==== SELECTED PASSAGE ====
Re: [PATCH v13 10/19] nfsd: add localio support

[Date Prev][Date Next][Thread Prev][Thread Next][Date Index][Thread Index]

 



On Fri, Aug 23, 2024 at 02:14:08PM -0400, Mike Snitzer wrote:
> From: Weston Andros Adamson <dros@xxxxxxxxxxxxxxx>
> 
> Add server support for bypassing NFS for localhost reads, writes, and
> commits. This is only useful when both the client and server are
> running on the same host.
> 
> If nfsd_open_local_fh() fails then the NFS client will both retry and
> fallback to normal network-based read, write and commit operations if
> localio is no longer supported.
> 
> Care is taken to ensure the same NFS security mechanisms are used
> (authentication, etc) regardless of whether localio or regular NFS
> access is used.  The auth_domain established as part of the traditional
> NFS client access to the NFS server is also used for localio.  Store
> auth_domain for localio in nfsd_uuid_t and transfer it to the client
> if it is local to the server.
> 
> Relative to containers, localio gives the client access to the network
> namespace the server has.  This is required to allow the client to
> access the server's per-namespace nfsd_net struct.
> 
> CONFIG_NFSD_LOCALIO controls the server enablement for localio.
> A later commit will add CONFIG_NFS_LOCALIO to allow the client
> enablement.
> 
> This commit also introduces the use of a percpu_ref to interlock
> nfsd_destroy_serv and nfsd_open_local_fh, and warrants a more
> detailed explanation:
> 
> Introduce nfsd_serv_try_get and nfsd_serv_put and update the nfsd code
> to prevent nfsd_destroy_serv from destroying nn->nfsd_serv until any
> client initiated localio calls to nfsd (that are _not_ in the context
> of nfsd) are complete.
==== RAW DATA ====
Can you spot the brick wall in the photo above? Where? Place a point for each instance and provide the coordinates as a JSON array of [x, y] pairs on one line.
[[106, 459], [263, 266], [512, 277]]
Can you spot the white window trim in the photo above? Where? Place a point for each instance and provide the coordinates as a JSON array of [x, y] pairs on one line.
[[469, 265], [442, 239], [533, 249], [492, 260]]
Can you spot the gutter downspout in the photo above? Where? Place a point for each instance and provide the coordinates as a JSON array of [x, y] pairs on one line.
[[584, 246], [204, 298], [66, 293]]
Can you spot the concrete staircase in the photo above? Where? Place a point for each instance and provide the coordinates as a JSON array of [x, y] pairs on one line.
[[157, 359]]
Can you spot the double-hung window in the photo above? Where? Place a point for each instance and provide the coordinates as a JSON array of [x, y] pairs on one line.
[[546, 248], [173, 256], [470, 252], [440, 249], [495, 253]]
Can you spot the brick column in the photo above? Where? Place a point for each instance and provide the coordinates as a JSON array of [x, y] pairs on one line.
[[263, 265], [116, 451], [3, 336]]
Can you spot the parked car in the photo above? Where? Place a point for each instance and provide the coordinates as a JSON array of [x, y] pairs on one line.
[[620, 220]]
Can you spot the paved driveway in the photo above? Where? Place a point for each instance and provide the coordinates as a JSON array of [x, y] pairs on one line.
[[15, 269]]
====
Write the next part of the nfsd localio patch email that comes before the rows, beginning right after its last sentence.

> 
> nfsd_open_local_fh is updated to nfsd_serv_try_get before opening its
> file handle and then drop the reference using nfsd_serv_put at the end
> of nfsd_open_local_fh.
> 
> This "interlock" working relies heavily on nfsd_open_local_fh()'s
> maybe_get_net() safely dealing with the possibility that the struct
> net (and nfsd_net by association) may have been destroyed by
> nfsd_destroy_serv() via nfsd_shutdown_net().
> 
> Verified to fix an easy to hit crash that would occur if an nfsd
> instance running in a container, with a localio client mounted, is
> shutdown. Upon restart of the container and associated nfsd the client
> would go on to crash due to NULL pointer dereference that occuured due
> to the nfs client's localio attempting to nfsd_open_local_fh(), using
> nn->nfsd_serv, without having a proper reference on nn->nfsd_serv.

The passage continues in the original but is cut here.